Segment Start: PROVIDED RECORDS

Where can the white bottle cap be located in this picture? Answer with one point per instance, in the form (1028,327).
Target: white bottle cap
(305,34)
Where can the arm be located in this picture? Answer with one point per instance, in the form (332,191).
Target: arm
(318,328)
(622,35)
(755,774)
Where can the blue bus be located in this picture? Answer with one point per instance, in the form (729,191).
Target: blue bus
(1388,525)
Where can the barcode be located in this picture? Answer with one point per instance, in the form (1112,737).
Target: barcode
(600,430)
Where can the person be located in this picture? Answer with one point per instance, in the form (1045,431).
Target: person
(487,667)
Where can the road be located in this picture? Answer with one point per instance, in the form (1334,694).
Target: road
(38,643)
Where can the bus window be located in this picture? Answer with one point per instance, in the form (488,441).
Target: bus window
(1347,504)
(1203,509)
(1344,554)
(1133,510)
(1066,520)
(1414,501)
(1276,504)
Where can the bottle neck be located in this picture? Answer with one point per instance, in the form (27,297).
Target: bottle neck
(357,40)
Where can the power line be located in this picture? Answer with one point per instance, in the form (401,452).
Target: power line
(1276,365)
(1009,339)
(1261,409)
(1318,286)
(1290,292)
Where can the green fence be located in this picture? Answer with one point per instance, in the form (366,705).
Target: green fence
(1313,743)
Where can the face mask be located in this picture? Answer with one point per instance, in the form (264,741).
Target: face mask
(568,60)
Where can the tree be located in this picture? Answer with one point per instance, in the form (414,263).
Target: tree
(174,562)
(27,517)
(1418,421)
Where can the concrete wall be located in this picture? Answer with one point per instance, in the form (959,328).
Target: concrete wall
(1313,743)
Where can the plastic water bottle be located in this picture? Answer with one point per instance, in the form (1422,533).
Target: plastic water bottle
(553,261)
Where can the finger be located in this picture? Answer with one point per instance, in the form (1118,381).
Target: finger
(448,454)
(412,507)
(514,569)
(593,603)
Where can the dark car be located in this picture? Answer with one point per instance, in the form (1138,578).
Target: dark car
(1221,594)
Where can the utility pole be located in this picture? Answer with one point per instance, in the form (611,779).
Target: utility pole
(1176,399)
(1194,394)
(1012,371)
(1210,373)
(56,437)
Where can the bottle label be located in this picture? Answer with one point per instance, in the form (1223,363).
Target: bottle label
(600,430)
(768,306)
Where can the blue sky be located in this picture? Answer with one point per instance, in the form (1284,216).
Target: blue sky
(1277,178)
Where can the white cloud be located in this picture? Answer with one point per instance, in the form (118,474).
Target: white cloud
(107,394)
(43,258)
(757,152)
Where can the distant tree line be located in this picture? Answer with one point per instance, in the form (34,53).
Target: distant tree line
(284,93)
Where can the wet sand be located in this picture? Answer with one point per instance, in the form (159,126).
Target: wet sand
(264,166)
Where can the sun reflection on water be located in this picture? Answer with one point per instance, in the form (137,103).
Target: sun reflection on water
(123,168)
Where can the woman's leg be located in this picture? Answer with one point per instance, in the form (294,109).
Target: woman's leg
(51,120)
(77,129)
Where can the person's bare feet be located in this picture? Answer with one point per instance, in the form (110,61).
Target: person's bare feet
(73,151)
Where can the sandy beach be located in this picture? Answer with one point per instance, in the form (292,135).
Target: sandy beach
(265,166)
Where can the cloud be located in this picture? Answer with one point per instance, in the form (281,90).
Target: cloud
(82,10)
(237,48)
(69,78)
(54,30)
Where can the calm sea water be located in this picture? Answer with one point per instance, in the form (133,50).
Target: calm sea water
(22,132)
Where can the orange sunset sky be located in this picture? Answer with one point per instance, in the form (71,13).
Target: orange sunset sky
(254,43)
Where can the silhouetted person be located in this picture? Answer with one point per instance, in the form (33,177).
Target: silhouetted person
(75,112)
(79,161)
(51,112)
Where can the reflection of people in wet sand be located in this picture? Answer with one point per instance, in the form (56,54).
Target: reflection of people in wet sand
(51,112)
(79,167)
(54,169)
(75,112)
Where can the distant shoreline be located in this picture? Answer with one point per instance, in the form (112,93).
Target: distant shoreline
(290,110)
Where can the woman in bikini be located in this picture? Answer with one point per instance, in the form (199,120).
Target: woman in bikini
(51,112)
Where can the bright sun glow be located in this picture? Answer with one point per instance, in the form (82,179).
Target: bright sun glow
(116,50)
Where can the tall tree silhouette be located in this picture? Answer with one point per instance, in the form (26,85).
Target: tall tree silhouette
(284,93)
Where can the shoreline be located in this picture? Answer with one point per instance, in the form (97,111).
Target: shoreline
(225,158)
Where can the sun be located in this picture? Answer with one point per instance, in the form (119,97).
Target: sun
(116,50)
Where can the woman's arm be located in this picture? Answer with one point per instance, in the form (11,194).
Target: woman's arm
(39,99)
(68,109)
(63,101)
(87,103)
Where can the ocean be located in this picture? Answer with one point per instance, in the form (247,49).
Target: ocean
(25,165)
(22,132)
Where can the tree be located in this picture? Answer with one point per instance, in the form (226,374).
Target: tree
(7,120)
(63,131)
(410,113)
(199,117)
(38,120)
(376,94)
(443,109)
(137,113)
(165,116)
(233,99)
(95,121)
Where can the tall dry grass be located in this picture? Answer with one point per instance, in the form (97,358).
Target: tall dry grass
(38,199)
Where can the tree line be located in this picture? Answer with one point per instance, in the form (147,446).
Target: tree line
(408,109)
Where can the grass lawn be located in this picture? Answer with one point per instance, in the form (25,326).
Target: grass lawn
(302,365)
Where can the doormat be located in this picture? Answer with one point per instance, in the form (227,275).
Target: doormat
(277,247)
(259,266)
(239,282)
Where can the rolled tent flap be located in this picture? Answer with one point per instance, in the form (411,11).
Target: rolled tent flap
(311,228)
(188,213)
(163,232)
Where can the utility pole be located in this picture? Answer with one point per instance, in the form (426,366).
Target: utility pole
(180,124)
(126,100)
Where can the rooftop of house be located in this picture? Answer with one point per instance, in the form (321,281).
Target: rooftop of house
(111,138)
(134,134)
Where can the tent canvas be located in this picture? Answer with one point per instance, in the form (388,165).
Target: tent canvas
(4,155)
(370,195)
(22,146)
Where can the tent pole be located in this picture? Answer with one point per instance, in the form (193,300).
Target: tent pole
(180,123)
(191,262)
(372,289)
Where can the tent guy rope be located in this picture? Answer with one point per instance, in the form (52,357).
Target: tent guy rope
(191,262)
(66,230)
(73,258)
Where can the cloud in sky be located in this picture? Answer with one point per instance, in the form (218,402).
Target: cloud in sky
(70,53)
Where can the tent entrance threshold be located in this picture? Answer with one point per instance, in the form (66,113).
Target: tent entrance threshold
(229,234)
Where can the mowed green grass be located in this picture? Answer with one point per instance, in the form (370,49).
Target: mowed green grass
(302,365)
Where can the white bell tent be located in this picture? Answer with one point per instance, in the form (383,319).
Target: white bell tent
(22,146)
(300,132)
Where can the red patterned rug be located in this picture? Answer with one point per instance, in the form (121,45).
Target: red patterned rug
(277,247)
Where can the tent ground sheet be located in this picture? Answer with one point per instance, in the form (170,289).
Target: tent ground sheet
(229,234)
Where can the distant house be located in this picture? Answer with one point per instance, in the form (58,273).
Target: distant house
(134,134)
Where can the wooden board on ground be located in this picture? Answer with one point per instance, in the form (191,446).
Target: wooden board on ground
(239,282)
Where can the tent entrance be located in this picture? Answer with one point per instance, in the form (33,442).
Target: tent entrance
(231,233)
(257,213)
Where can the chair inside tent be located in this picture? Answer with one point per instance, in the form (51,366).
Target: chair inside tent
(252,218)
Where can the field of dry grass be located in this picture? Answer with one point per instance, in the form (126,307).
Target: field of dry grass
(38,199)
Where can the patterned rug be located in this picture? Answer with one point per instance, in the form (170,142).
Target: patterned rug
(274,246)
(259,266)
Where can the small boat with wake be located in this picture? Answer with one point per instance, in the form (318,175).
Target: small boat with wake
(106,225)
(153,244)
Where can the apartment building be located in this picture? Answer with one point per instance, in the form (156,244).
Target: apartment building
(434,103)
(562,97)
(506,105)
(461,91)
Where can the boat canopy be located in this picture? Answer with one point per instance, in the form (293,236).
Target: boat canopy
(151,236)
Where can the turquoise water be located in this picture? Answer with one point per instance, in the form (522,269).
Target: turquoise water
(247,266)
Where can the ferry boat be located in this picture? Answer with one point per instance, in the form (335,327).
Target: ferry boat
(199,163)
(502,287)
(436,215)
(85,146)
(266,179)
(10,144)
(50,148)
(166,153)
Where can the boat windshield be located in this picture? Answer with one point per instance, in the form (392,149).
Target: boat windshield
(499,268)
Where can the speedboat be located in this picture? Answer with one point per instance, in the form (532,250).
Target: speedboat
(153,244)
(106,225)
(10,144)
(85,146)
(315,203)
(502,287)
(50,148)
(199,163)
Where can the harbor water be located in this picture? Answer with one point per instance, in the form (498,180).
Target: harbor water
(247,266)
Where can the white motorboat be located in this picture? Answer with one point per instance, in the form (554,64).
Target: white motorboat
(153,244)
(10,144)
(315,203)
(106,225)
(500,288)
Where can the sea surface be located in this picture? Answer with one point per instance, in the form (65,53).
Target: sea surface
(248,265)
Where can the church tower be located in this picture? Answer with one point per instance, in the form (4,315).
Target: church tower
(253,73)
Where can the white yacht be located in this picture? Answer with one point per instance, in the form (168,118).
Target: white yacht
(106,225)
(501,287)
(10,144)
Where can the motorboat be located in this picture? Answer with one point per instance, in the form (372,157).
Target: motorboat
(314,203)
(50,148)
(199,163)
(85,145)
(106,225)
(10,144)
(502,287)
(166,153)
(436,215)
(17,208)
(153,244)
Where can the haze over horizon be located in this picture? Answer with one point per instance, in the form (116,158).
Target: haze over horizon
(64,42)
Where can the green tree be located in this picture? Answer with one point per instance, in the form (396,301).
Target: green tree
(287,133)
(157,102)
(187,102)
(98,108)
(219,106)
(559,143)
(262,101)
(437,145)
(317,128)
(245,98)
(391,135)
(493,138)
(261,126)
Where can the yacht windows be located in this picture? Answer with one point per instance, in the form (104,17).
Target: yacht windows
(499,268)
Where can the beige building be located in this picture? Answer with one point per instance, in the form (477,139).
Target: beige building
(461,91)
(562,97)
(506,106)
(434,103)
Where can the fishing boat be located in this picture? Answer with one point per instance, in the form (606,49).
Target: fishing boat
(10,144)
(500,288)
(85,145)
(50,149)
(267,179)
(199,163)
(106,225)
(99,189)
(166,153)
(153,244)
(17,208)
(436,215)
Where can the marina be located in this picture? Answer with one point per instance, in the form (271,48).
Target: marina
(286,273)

Segment End: PROVIDED RECORDS

Among the entries above, the lines between the ones containing "Where can the motorboat" and "Where can the beige", inclusive, are to be transcribed exactly. No other line is to be given.

Where can the motorboat be located in this picture? Answer with one point per instance, in the form (372,157).
Target: motorboat
(314,203)
(50,148)
(199,163)
(85,145)
(106,225)
(10,144)
(502,287)
(166,153)
(436,215)
(17,208)
(153,244)
Where can the haze over horizon be located in this picture? Answer with one point per instance, in the form (116,158).
Target: haze over horizon
(64,42)
Where can the green tree be located in this picture? Answer with one point per instance, in the form (396,301).
Target: green tree
(287,133)
(157,102)
(187,102)
(98,108)
(219,106)
(559,143)
(262,101)
(437,145)
(317,128)
(245,98)
(391,135)
(493,138)
(261,126)
Where can the yacht windows be located in this picture? Answer with one point per instance, in the form (104,17).
Target: yacht windows
(499,268)
Where can the beige building be located in this picture? Answer with one point per instance, in the form (477,139).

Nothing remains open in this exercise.